┌──

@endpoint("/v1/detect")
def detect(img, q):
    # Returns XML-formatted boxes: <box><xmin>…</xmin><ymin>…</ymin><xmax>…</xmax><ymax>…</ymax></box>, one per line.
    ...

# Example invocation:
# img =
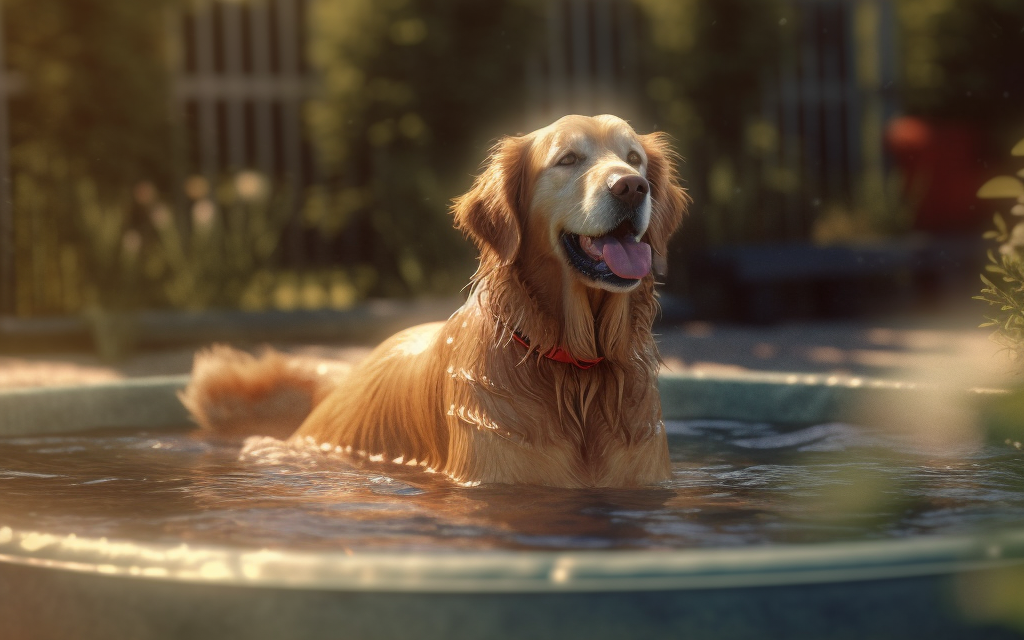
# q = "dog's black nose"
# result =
<box><xmin>608</xmin><ymin>175</ymin><xmax>650</xmax><ymax>207</ymax></box>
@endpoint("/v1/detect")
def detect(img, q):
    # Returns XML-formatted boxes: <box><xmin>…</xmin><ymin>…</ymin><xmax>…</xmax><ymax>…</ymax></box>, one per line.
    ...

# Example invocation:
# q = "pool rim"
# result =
<box><xmin>0</xmin><ymin>373</ymin><xmax>1024</xmax><ymax>593</ymax></box>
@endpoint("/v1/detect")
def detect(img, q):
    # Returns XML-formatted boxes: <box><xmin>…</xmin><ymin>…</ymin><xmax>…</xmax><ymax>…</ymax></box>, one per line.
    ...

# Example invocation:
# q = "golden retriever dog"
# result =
<box><xmin>181</xmin><ymin>116</ymin><xmax>688</xmax><ymax>487</ymax></box>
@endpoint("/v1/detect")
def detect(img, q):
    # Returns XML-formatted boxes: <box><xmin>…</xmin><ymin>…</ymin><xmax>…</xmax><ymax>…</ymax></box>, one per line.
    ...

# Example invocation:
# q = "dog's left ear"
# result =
<box><xmin>452</xmin><ymin>136</ymin><xmax>531</xmax><ymax>265</ymax></box>
<box><xmin>640</xmin><ymin>131</ymin><xmax>690</xmax><ymax>257</ymax></box>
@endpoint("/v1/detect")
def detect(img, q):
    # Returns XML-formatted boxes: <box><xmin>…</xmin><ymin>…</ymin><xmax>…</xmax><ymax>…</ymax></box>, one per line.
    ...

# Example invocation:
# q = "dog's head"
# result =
<box><xmin>453</xmin><ymin>116</ymin><xmax>688</xmax><ymax>292</ymax></box>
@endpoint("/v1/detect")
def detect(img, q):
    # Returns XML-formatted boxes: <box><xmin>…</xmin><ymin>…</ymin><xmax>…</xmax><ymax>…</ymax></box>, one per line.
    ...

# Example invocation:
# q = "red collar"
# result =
<box><xmin>512</xmin><ymin>332</ymin><xmax>604</xmax><ymax>369</ymax></box>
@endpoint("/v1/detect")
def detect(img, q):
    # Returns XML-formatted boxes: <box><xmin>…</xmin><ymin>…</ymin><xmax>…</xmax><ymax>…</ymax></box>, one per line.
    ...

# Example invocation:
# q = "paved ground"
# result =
<box><xmin>0</xmin><ymin>307</ymin><xmax>1024</xmax><ymax>388</ymax></box>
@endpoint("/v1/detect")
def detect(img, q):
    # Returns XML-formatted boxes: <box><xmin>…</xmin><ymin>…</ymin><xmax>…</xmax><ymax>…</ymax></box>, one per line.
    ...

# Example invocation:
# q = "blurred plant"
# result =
<box><xmin>895</xmin><ymin>0</ymin><xmax>1024</xmax><ymax>145</ymax></box>
<box><xmin>975</xmin><ymin>140</ymin><xmax>1024</xmax><ymax>359</ymax></box>
<box><xmin>304</xmin><ymin>0</ymin><xmax>543</xmax><ymax>296</ymax></box>
<box><xmin>3</xmin><ymin>0</ymin><xmax>182</xmax><ymax>314</ymax></box>
<box><xmin>143</xmin><ymin>171</ymin><xmax>289</xmax><ymax>309</ymax></box>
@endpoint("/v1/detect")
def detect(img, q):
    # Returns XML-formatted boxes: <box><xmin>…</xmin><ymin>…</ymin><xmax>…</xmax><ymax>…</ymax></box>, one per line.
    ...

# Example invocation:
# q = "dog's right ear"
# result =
<box><xmin>452</xmin><ymin>136</ymin><xmax>530</xmax><ymax>265</ymax></box>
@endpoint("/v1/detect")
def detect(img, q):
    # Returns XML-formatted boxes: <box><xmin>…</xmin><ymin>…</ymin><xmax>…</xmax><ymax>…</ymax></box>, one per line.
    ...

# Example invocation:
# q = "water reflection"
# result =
<box><xmin>0</xmin><ymin>422</ymin><xmax>1024</xmax><ymax>552</ymax></box>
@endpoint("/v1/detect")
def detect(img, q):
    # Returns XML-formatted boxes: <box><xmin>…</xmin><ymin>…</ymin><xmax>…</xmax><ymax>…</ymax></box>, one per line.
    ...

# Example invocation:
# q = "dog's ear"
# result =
<box><xmin>640</xmin><ymin>131</ymin><xmax>690</xmax><ymax>257</ymax></box>
<box><xmin>452</xmin><ymin>136</ymin><xmax>530</xmax><ymax>265</ymax></box>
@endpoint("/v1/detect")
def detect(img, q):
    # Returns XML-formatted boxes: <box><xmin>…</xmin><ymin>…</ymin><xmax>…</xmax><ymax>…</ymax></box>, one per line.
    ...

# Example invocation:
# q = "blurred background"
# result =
<box><xmin>0</xmin><ymin>0</ymin><xmax>1024</xmax><ymax>323</ymax></box>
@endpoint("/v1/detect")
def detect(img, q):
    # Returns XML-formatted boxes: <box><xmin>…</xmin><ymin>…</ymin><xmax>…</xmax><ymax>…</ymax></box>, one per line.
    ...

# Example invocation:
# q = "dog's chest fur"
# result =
<box><xmin>437</xmin><ymin>305</ymin><xmax>669</xmax><ymax>486</ymax></box>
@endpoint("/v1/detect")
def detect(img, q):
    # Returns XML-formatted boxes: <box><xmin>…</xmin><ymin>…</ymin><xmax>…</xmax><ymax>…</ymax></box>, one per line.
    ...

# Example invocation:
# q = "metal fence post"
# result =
<box><xmin>0</xmin><ymin>6</ymin><xmax>15</xmax><ymax>314</ymax></box>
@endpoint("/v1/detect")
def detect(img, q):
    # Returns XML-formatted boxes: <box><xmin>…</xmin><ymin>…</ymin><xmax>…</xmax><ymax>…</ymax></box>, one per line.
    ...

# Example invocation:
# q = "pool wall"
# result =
<box><xmin>0</xmin><ymin>373</ymin><xmax>1024</xmax><ymax>639</ymax></box>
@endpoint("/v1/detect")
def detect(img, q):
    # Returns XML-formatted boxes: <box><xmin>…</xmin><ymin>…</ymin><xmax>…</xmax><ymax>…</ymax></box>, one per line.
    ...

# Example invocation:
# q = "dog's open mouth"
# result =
<box><xmin>562</xmin><ymin>221</ymin><xmax>651</xmax><ymax>287</ymax></box>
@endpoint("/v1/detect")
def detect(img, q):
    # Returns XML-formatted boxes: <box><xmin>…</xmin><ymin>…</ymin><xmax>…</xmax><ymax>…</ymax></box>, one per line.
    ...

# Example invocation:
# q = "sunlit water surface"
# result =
<box><xmin>0</xmin><ymin>421</ymin><xmax>1024</xmax><ymax>551</ymax></box>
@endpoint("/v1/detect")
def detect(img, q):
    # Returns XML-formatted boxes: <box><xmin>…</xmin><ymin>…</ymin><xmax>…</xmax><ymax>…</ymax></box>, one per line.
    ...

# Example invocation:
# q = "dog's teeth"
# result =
<box><xmin>580</xmin><ymin>236</ymin><xmax>604</xmax><ymax>260</ymax></box>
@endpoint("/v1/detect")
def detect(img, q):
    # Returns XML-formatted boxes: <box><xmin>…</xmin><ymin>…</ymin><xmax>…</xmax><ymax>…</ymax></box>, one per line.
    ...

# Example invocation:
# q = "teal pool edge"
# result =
<box><xmin>0</xmin><ymin>372</ymin><xmax>1000</xmax><ymax>436</ymax></box>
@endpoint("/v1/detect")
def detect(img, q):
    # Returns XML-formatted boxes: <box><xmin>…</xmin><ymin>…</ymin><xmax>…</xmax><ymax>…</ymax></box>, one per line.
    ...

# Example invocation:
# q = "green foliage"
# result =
<box><xmin>2</xmin><ymin>0</ymin><xmax>178</xmax><ymax>314</ymax></box>
<box><xmin>897</xmin><ymin>0</ymin><xmax>1024</xmax><ymax>143</ymax></box>
<box><xmin>306</xmin><ymin>0</ymin><xmax>542</xmax><ymax>295</ymax></box>
<box><xmin>975</xmin><ymin>153</ymin><xmax>1024</xmax><ymax>358</ymax></box>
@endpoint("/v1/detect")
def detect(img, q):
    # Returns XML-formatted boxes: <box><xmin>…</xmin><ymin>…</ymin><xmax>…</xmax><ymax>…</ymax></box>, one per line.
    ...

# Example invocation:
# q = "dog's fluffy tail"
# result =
<box><xmin>178</xmin><ymin>345</ymin><xmax>348</xmax><ymax>439</ymax></box>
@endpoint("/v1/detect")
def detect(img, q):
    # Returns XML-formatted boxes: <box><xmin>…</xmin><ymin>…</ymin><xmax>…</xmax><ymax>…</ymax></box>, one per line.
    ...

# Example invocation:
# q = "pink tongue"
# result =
<box><xmin>594</xmin><ymin>236</ymin><xmax>650</xmax><ymax>280</ymax></box>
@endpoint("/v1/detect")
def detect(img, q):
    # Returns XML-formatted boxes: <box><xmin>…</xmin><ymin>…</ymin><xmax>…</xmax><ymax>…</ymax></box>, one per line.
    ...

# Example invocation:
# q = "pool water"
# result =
<box><xmin>0</xmin><ymin>421</ymin><xmax>1024</xmax><ymax>552</ymax></box>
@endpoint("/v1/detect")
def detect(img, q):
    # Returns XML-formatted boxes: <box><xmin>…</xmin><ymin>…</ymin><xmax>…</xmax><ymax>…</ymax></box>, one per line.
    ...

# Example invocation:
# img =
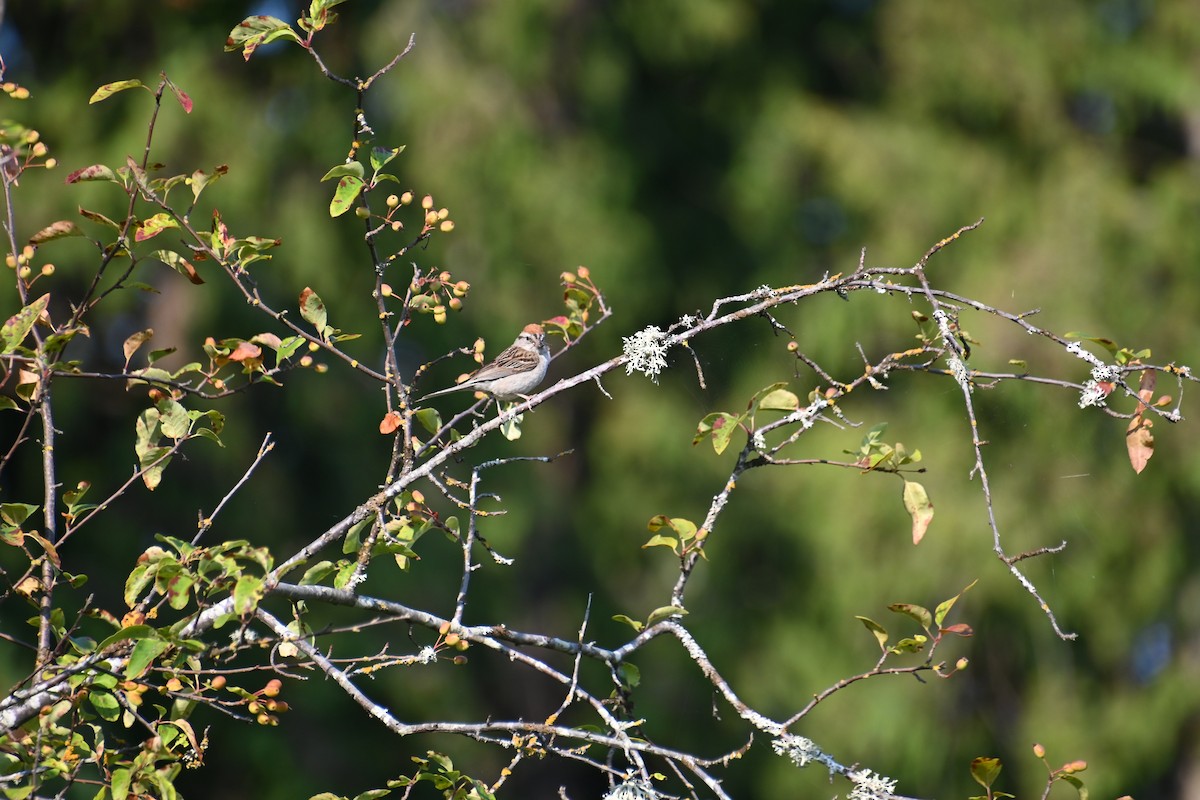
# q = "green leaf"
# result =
<box><xmin>138</xmin><ymin>447</ymin><xmax>170</xmax><ymax>492</ymax></box>
<box><xmin>904</xmin><ymin>481</ymin><xmax>934</xmax><ymax>545</ymax></box>
<box><xmin>133</xmin><ymin>211</ymin><xmax>179</xmax><ymax>241</ymax></box>
<box><xmin>320</xmin><ymin>161</ymin><xmax>365</xmax><ymax>181</ymax></box>
<box><xmin>854</xmin><ymin>615</ymin><xmax>888</xmax><ymax>650</ymax></box>
<box><xmin>233</xmin><ymin>575</ymin><xmax>263</xmax><ymax>615</ymax></box>
<box><xmin>971</xmin><ymin>757</ymin><xmax>1001</xmax><ymax>789</ymax></box>
<box><xmin>88</xmin><ymin>688</ymin><xmax>121</xmax><ymax>722</ymax></box>
<box><xmin>150</xmin><ymin>249</ymin><xmax>204</xmax><ymax>285</ymax></box>
<box><xmin>892</xmin><ymin>634</ymin><xmax>929</xmax><ymax>652</ymax></box>
<box><xmin>0</xmin><ymin>293</ymin><xmax>50</xmax><ymax>353</ymax></box>
<box><xmin>646</xmin><ymin>513</ymin><xmax>696</xmax><ymax>542</ymax></box>
<box><xmin>758</xmin><ymin>389</ymin><xmax>800</xmax><ymax>411</ymax></box>
<box><xmin>157</xmin><ymin>397</ymin><xmax>192</xmax><ymax>441</ymax></box>
<box><xmin>66</xmin><ymin>164</ymin><xmax>121</xmax><ymax>185</ymax></box>
<box><xmin>934</xmin><ymin>578</ymin><xmax>979</xmax><ymax>628</ymax></box>
<box><xmin>329</xmin><ymin>175</ymin><xmax>364</xmax><ymax>217</ymax></box>
<box><xmin>224</xmin><ymin>14</ymin><xmax>301</xmax><ymax>61</ymax></box>
<box><xmin>300</xmin><ymin>287</ymin><xmax>329</xmax><ymax>337</ymax></box>
<box><xmin>642</xmin><ymin>534</ymin><xmax>679</xmax><ymax>553</ymax></box>
<box><xmin>125</xmin><ymin>638</ymin><xmax>170</xmax><ymax>680</ymax></box>
<box><xmin>617</xmin><ymin>662</ymin><xmax>642</xmax><ymax>688</ymax></box>
<box><xmin>88</xmin><ymin>78</ymin><xmax>150</xmax><ymax>106</ymax></box>
<box><xmin>691</xmin><ymin>411</ymin><xmax>743</xmax><ymax>456</ymax></box>
<box><xmin>275</xmin><ymin>336</ymin><xmax>307</xmax><ymax>362</ymax></box>
<box><xmin>612</xmin><ymin>614</ymin><xmax>646</xmax><ymax>632</ymax></box>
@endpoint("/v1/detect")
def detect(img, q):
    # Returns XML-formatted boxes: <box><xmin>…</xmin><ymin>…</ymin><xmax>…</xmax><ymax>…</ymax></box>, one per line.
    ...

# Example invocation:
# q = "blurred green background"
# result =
<box><xmin>0</xmin><ymin>0</ymin><xmax>1200</xmax><ymax>799</ymax></box>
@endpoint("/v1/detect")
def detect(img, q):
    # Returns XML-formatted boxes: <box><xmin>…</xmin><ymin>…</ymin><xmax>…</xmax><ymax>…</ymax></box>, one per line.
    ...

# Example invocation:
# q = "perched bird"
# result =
<box><xmin>421</xmin><ymin>325</ymin><xmax>550</xmax><ymax>401</ymax></box>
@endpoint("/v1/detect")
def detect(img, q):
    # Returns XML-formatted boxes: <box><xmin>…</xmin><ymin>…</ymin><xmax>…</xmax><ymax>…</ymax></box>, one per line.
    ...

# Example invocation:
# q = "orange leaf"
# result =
<box><xmin>228</xmin><ymin>342</ymin><xmax>263</xmax><ymax>361</ymax></box>
<box><xmin>379</xmin><ymin>411</ymin><xmax>403</xmax><ymax>437</ymax></box>
<box><xmin>1126</xmin><ymin>414</ymin><xmax>1154</xmax><ymax>475</ymax></box>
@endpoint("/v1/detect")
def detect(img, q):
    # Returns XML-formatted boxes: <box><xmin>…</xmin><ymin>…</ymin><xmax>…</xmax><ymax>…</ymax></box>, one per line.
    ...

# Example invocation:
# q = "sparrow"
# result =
<box><xmin>421</xmin><ymin>324</ymin><xmax>550</xmax><ymax>401</ymax></box>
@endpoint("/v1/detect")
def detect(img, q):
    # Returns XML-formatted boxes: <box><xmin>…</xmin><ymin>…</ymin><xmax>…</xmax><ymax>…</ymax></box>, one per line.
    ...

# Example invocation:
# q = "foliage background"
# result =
<box><xmin>0</xmin><ymin>0</ymin><xmax>1200</xmax><ymax>798</ymax></box>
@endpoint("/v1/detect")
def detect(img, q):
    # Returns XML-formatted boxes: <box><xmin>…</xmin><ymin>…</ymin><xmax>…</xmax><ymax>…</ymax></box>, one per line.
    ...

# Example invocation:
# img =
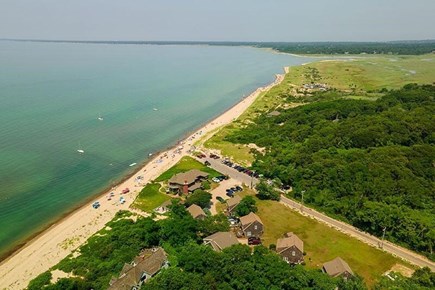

└──

*WHAT THE TASK ASKS*.
How many lines in the entries above contain the string "foliage"? Reply with the number alone.

*FINAL RESULT*.
2